### Problem description
Each entry is to be printed again word for word.

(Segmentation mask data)
++++++

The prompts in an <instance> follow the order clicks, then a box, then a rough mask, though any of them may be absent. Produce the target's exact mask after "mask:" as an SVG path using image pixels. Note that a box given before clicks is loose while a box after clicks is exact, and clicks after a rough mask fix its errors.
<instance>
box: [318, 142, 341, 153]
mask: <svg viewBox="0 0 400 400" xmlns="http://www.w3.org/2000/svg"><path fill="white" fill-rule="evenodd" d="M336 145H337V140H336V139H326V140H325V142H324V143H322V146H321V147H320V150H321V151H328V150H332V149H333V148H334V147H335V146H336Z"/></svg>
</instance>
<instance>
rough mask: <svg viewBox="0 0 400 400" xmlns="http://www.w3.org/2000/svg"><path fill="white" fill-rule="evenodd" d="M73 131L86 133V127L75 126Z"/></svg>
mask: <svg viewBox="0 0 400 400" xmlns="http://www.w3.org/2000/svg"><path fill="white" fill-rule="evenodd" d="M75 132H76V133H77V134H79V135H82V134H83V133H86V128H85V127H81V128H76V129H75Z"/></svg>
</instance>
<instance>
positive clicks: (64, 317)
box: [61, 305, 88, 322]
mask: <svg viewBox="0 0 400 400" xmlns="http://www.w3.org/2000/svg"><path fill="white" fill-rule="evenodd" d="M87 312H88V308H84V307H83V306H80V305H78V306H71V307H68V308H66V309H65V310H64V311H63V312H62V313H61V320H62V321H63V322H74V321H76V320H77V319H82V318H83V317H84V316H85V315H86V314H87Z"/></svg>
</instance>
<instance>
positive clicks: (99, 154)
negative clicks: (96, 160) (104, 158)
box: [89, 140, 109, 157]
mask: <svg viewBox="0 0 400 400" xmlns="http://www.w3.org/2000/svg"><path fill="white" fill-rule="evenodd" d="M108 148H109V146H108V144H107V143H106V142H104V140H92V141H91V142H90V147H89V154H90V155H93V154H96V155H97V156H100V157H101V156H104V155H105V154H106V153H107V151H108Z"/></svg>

++++++

### Exercise result
The prompts in an <instance> follow the order clicks, then a box, then a rough mask, though any of them may be absent. Produce the target's exact mask after "mask:" as an SVG path using image pixels. Note that a box given before clicks is loose while a box after clicks is exact, and clicks after a rough mask fix its errors.
<instance>
box: [318, 142, 341, 153]
mask: <svg viewBox="0 0 400 400" xmlns="http://www.w3.org/2000/svg"><path fill="white" fill-rule="evenodd" d="M336 145H337V140H336V139H326V140H325V142H324V143H322V146H321V147H320V150H321V151H328V150H332V149H333V148H334V147H335V146H336Z"/></svg>
</instance>
<instance>
rough mask: <svg viewBox="0 0 400 400" xmlns="http://www.w3.org/2000/svg"><path fill="white" fill-rule="evenodd" d="M73 131L86 133V127L75 126Z"/></svg>
mask: <svg viewBox="0 0 400 400" xmlns="http://www.w3.org/2000/svg"><path fill="white" fill-rule="evenodd" d="M75 132H76V133H77V134H79V135H82V134H83V133H86V128H85V127H81V128H76V129H75Z"/></svg>
</instance>
<instance>
positive clicks: (64, 317)
box: [61, 305, 88, 322]
mask: <svg viewBox="0 0 400 400" xmlns="http://www.w3.org/2000/svg"><path fill="white" fill-rule="evenodd" d="M87 312H88V308H84V307H83V306H80V305H78V306H71V307H68V308H66V309H65V310H64V311H63V312H62V313H61V320H62V321H63V322H74V321H76V320H77V319H82V318H83V317H84V316H85V315H86V314H87Z"/></svg>
</instance>
<instance>
positive clicks: (99, 154)
negative clicks: (96, 160) (104, 158)
box: [89, 140, 109, 157]
mask: <svg viewBox="0 0 400 400" xmlns="http://www.w3.org/2000/svg"><path fill="white" fill-rule="evenodd" d="M108 148H109V146H108V144H107V143H106V142H104V140H92V141H91V142H90V147H89V154H90V155H93V154H96V155H97V156H100V157H101V156H104V155H105V154H106V153H107V151H108Z"/></svg>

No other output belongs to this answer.